__WORK REQUIRED__
Please repeat the records from the line with "Task: indicate every instance of the forest" up to and including the line with "[(219, 119)]", switching each "forest canopy" to "tree canopy" and leaving everything else unchanged.
= = = =
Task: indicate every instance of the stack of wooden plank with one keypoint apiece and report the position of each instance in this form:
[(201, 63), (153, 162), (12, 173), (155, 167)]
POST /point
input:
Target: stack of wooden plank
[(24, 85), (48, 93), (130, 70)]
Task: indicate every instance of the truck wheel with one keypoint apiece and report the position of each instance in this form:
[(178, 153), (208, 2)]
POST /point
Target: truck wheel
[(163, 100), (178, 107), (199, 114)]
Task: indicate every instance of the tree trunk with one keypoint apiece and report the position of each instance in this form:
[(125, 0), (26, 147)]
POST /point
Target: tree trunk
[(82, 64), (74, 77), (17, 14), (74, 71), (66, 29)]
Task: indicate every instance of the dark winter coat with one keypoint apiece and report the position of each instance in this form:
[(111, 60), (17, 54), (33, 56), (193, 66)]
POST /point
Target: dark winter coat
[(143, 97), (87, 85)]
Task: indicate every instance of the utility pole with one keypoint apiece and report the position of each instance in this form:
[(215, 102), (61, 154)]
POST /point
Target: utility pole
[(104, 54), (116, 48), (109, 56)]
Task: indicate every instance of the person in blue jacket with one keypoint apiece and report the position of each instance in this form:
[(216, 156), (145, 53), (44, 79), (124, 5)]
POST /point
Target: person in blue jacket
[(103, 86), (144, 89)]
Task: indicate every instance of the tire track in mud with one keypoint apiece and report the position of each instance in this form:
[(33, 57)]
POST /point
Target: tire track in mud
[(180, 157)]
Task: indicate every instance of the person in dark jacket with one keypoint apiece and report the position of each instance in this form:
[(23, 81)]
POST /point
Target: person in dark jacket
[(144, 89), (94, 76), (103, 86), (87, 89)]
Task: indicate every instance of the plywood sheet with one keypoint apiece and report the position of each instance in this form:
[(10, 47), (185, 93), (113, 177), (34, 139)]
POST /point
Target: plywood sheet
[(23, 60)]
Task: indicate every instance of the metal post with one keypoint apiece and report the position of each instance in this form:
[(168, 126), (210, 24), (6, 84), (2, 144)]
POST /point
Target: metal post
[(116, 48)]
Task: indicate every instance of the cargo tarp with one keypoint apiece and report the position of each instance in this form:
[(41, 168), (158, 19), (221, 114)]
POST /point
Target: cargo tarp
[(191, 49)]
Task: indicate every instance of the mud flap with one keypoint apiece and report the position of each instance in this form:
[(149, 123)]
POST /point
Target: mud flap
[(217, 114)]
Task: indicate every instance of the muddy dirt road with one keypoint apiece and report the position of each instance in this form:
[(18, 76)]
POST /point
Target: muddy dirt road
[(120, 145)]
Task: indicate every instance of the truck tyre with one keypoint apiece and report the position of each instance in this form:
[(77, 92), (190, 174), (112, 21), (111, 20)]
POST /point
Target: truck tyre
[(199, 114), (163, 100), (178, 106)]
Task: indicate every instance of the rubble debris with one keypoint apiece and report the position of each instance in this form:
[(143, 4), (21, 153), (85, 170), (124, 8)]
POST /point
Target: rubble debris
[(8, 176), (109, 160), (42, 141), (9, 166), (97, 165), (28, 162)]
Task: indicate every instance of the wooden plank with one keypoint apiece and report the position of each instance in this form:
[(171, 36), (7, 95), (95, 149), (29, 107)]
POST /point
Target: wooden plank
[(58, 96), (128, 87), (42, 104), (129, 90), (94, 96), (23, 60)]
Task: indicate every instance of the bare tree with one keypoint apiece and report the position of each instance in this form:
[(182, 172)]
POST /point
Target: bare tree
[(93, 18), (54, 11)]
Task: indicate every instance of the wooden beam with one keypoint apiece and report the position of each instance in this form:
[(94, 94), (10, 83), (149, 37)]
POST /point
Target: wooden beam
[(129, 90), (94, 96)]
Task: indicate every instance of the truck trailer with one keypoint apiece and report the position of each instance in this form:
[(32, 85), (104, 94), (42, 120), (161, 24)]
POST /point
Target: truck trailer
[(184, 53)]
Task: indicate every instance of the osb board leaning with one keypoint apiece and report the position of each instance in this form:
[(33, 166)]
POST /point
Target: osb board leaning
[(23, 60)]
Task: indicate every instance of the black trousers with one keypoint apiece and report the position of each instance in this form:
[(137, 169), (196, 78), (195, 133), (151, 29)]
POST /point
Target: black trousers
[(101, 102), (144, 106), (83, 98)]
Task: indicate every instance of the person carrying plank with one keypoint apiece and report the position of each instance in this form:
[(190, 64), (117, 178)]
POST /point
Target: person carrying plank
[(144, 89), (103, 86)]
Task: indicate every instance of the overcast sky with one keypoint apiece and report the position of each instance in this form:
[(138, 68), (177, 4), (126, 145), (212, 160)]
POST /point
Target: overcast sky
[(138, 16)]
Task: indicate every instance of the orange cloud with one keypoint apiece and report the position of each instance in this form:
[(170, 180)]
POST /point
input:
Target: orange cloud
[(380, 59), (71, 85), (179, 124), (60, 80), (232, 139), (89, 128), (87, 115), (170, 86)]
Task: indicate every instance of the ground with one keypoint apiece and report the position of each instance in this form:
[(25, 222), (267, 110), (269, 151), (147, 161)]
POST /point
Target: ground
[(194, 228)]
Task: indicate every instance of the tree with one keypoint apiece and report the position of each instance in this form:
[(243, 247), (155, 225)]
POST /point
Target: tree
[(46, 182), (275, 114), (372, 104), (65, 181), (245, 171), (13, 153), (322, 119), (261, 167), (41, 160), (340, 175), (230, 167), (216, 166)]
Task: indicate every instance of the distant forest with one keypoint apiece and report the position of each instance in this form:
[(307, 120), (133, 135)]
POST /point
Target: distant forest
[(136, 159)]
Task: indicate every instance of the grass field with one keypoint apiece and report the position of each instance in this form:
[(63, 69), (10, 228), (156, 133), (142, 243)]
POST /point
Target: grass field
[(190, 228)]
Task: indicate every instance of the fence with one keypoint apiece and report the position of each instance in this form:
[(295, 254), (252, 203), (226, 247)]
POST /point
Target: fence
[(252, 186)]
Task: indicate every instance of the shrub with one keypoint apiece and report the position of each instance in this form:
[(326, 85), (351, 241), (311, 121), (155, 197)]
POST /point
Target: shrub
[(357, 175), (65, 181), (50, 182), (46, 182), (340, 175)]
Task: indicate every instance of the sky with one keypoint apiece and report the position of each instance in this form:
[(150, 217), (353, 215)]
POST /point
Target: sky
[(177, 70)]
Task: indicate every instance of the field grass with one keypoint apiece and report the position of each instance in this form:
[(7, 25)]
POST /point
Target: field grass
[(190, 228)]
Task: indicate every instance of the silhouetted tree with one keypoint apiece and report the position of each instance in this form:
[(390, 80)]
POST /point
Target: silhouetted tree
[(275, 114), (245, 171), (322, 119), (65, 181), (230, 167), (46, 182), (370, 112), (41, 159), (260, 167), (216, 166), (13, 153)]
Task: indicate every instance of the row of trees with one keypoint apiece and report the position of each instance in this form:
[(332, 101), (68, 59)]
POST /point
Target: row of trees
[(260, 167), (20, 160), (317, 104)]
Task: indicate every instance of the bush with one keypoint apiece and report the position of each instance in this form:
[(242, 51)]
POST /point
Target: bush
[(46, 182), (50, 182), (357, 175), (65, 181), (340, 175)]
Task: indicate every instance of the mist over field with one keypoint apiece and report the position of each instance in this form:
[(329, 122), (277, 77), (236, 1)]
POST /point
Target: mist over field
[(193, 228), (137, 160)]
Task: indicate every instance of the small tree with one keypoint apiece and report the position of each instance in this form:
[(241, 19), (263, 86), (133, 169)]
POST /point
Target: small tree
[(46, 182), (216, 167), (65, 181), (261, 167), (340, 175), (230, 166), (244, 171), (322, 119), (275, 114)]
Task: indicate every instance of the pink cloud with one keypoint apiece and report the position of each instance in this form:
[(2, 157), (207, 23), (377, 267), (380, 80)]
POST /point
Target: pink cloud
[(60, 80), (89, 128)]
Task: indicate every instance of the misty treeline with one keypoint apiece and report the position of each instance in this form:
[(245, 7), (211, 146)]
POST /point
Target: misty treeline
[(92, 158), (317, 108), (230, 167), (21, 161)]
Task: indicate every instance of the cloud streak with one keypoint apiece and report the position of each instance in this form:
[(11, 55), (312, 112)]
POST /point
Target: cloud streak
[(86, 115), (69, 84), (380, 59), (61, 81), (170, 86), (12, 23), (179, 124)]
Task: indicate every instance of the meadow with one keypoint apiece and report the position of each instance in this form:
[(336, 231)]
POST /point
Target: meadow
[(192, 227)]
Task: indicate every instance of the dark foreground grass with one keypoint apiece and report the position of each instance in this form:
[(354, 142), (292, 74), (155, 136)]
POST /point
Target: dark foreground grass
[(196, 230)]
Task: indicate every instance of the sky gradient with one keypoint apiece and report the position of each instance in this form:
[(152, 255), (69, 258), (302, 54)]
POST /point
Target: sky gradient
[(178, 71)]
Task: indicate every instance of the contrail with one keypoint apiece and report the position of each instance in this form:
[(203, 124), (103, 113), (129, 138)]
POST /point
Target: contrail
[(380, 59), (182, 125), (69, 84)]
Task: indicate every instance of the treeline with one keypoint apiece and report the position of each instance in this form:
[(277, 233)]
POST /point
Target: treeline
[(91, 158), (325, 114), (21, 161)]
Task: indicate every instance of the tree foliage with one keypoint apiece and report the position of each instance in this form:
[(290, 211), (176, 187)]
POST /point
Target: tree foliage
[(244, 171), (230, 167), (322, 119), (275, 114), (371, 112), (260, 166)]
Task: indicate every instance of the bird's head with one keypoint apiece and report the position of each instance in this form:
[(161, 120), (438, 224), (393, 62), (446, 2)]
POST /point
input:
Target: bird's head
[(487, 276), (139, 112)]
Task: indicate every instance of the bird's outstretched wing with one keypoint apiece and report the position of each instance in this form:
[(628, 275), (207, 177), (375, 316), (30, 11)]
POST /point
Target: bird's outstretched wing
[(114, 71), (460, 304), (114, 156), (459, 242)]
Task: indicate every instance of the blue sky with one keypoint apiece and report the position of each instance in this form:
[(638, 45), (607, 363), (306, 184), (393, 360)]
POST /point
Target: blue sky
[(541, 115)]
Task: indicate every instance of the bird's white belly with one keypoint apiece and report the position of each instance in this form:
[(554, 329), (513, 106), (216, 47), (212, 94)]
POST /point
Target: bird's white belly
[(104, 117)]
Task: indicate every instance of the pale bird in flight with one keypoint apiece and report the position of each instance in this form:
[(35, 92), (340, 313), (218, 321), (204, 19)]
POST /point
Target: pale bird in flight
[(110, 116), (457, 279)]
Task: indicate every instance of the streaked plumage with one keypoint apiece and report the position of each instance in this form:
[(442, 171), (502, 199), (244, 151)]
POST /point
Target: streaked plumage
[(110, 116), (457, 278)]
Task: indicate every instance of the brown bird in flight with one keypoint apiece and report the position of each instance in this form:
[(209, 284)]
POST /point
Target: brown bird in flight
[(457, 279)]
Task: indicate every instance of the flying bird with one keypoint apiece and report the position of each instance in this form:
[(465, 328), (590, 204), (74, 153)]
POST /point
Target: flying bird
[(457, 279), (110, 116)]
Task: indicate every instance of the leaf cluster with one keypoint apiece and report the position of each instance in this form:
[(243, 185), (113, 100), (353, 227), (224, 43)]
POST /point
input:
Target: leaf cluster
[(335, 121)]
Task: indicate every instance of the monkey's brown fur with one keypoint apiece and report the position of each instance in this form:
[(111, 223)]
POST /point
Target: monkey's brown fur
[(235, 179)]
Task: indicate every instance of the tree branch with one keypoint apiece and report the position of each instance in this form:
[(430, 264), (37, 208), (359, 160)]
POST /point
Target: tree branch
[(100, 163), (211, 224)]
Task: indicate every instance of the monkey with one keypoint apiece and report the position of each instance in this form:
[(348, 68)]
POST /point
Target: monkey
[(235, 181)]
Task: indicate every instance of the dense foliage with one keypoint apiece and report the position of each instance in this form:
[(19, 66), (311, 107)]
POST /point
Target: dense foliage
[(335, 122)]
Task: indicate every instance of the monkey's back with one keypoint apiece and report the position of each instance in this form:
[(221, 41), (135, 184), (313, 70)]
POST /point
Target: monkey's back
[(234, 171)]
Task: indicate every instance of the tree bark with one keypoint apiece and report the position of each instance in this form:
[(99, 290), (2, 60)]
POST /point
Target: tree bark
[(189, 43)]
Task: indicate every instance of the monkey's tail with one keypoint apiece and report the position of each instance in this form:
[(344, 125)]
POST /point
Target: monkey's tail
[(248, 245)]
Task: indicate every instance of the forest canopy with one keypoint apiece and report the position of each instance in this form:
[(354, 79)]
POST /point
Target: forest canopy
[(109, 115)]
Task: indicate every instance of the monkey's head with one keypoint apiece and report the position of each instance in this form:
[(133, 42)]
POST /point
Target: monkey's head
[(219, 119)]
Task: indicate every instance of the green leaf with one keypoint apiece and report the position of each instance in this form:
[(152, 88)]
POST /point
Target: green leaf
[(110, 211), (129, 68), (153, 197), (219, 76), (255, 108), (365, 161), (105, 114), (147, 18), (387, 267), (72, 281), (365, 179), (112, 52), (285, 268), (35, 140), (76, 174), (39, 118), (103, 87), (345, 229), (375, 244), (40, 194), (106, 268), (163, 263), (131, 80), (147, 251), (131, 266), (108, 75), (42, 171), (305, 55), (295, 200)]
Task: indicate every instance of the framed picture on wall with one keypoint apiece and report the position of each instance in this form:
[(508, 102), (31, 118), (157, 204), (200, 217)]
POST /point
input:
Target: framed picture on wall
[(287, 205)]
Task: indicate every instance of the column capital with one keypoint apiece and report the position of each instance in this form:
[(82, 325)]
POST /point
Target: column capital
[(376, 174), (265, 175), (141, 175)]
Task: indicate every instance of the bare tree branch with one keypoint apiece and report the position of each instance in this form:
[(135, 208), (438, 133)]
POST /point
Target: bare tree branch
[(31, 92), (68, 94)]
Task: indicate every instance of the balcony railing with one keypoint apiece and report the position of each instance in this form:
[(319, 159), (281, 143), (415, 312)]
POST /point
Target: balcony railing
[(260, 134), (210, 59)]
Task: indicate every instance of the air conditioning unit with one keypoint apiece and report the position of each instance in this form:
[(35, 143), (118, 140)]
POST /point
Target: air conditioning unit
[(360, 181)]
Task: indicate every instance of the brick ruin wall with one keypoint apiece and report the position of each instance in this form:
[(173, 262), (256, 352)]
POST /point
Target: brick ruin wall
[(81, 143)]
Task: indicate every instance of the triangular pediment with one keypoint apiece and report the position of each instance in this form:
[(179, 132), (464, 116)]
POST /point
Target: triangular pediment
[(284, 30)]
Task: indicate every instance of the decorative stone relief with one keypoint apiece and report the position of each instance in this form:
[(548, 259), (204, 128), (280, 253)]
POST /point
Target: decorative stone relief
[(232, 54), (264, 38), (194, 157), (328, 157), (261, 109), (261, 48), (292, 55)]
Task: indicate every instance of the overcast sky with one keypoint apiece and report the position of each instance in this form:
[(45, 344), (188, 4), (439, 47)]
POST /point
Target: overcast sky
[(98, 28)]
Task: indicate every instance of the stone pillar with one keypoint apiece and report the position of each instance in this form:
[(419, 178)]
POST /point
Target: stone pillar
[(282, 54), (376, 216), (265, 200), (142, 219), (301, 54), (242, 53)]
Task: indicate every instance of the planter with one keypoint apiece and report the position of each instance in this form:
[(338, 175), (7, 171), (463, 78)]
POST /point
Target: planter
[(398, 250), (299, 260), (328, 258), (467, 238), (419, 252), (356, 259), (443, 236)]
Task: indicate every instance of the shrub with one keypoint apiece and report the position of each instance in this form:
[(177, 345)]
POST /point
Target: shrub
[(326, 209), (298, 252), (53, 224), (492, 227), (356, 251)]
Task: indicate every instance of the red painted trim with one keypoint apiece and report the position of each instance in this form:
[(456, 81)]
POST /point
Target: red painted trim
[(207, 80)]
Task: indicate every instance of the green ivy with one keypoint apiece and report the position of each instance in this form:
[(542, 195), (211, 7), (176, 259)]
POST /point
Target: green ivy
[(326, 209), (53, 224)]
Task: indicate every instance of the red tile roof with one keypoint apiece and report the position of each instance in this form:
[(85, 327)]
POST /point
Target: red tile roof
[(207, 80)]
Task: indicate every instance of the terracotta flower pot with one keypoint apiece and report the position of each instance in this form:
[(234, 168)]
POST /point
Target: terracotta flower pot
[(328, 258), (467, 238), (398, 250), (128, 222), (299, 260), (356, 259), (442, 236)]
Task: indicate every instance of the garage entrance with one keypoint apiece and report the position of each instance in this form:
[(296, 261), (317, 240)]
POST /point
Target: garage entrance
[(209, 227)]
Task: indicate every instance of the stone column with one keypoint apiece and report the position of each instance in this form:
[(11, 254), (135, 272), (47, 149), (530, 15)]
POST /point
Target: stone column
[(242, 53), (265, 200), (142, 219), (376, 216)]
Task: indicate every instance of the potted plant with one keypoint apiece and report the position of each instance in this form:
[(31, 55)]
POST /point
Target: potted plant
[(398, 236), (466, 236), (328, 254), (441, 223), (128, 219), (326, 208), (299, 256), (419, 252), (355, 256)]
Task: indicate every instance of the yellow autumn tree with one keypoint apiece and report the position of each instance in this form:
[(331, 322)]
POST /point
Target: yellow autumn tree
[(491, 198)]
= = = =
__CORRECT ANSWER__
Task: indicate every instance of the tree canopy with one keypoint apiece and report the position of each instance in this form:
[(354, 79)]
POST /point
Target: tree canopy
[(109, 115)]
Task: indicate every instance of the monkey's head with one keypoint apiece and report the position of each instance in this form:
[(133, 42)]
POST /point
Target: monkey's head
[(219, 119)]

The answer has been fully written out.